WHAT IS NEEDED:
From the material below, pull out each line that contains the word "soldier".
-=-=-=-=-
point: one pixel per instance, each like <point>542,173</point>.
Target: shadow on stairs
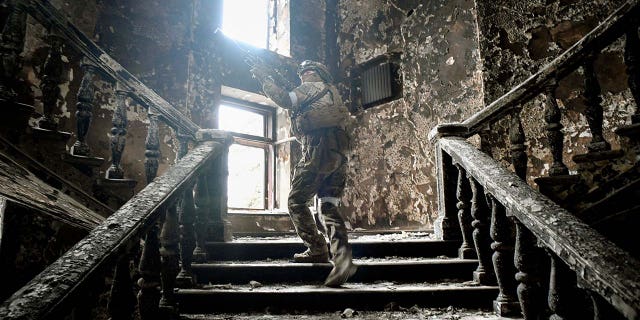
<point>400,276</point>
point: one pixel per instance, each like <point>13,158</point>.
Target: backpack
<point>322,109</point>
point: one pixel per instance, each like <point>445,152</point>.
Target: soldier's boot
<point>343,267</point>
<point>317,251</point>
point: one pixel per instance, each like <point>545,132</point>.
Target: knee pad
<point>330,200</point>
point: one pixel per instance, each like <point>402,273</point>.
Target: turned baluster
<point>152,144</point>
<point>13,34</point>
<point>52,76</point>
<point>593,112</point>
<point>220,225</point>
<point>149,282</point>
<point>527,257</point>
<point>565,300</point>
<point>481,238</point>
<point>632,60</point>
<point>446,226</point>
<point>118,134</point>
<point>186,215</point>
<point>555,137</point>
<point>463,194</point>
<point>529,262</point>
<point>202,207</point>
<point>517,146</point>
<point>84,108</point>
<point>122,301</point>
<point>169,239</point>
<point>501,230</point>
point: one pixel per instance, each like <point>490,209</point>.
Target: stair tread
<point>353,236</point>
<point>403,313</point>
<point>280,263</point>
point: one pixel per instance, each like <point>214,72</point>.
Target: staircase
<point>545,258</point>
<point>395,270</point>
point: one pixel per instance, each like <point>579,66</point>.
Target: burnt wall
<point>391,171</point>
<point>517,39</point>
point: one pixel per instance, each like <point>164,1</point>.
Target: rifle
<point>260,69</point>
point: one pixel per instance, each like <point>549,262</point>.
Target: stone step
<point>256,249</point>
<point>302,297</point>
<point>369,270</point>
<point>394,312</point>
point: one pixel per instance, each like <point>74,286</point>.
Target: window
<point>250,182</point>
<point>247,21</point>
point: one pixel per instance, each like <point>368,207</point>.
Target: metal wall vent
<point>376,82</point>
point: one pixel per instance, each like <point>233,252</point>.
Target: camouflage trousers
<point>321,171</point>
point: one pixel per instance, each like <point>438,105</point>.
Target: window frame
<point>266,142</point>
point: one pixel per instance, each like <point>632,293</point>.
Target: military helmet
<point>318,67</point>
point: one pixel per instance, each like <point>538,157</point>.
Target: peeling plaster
<point>392,171</point>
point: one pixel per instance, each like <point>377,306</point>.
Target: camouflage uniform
<point>321,170</point>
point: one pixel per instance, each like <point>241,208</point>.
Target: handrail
<point>566,62</point>
<point>48,15</point>
<point>49,291</point>
<point>52,178</point>
<point>598,263</point>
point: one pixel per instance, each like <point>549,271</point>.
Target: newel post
<point>214,190</point>
<point>11,45</point>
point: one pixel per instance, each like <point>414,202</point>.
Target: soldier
<point>319,120</point>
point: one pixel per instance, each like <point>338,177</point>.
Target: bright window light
<point>246,182</point>
<point>240,121</point>
<point>246,21</point>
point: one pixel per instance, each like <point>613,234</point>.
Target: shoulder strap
<point>312,99</point>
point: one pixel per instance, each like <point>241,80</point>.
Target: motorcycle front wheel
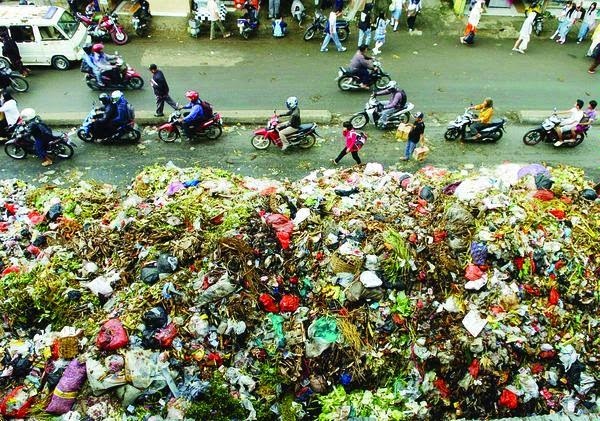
-=-=-=-=-
SOLVED EXERCISE:
Target: soldier's boot
Target: soldier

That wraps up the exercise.